> The problem
Pull out every line of the material below that contains the word "each", matching case exactly.

> Data to use
--------------------------------

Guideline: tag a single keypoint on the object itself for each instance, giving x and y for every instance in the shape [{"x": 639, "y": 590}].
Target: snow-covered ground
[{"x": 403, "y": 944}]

--------------------------------

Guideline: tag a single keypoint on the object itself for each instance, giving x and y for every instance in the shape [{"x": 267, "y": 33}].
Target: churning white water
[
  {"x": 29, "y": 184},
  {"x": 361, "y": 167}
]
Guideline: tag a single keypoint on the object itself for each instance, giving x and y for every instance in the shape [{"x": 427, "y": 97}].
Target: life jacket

--------------------------------

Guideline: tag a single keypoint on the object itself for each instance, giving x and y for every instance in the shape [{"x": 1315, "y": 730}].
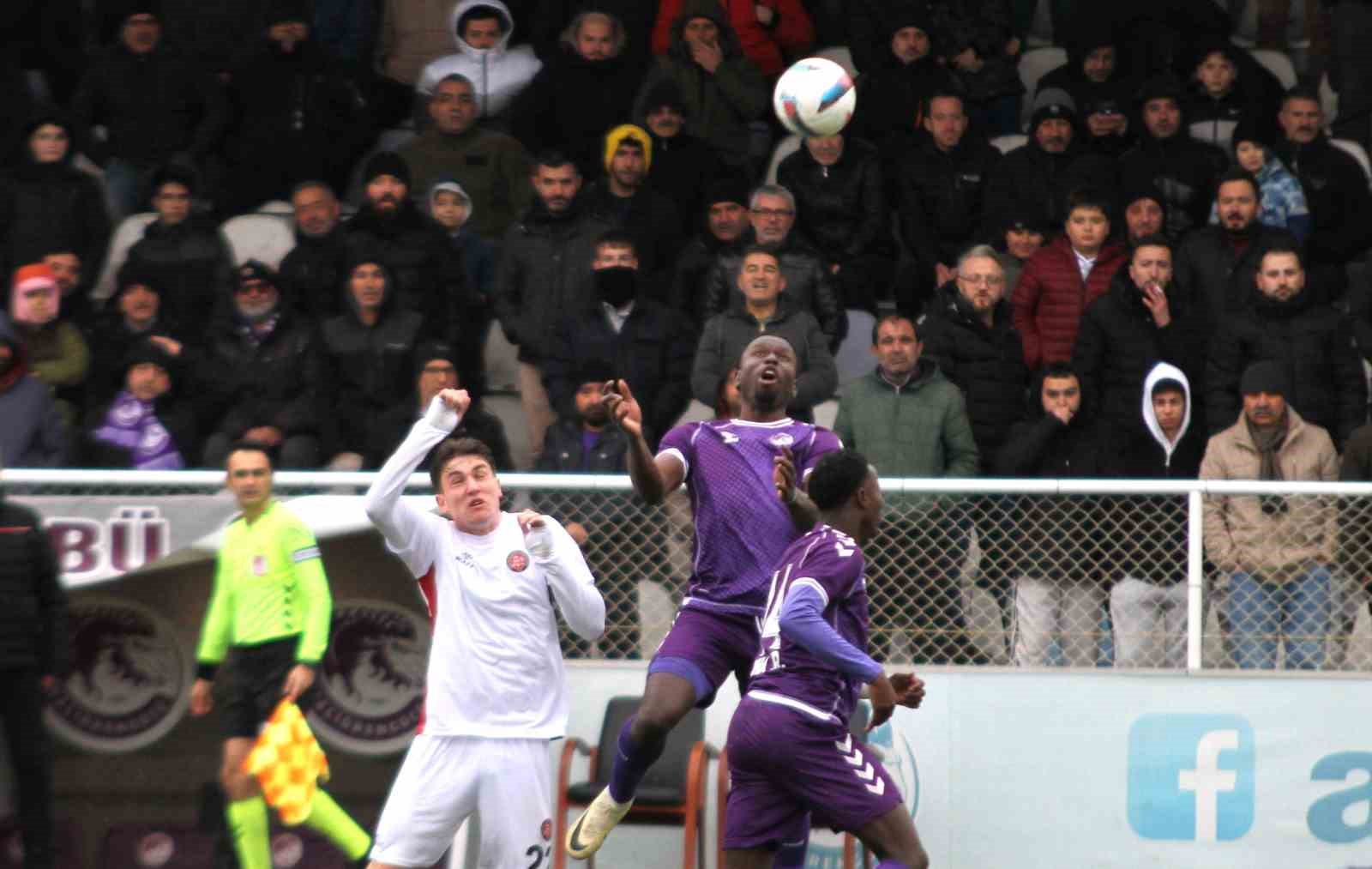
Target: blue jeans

--------------------------------

> Completed exercise
Guideline: tag a single keypoint on the object itself for each instance, giving x and y for every instance in the shape [{"x": 639, "y": 590}].
Guideline: tag a single keypoint on the object itself for each instance, giving x and y for every instance in the shape [{"x": 267, "y": 33}].
Guideline: tag a single keypoint on the object itself for each instance, giving x and y for every instance in the shape [{"x": 427, "y": 97}].
Guideline: tag a single keypoint on the object itself for each instance, giving x and y for every instance in the shape [{"x": 1315, "y": 730}].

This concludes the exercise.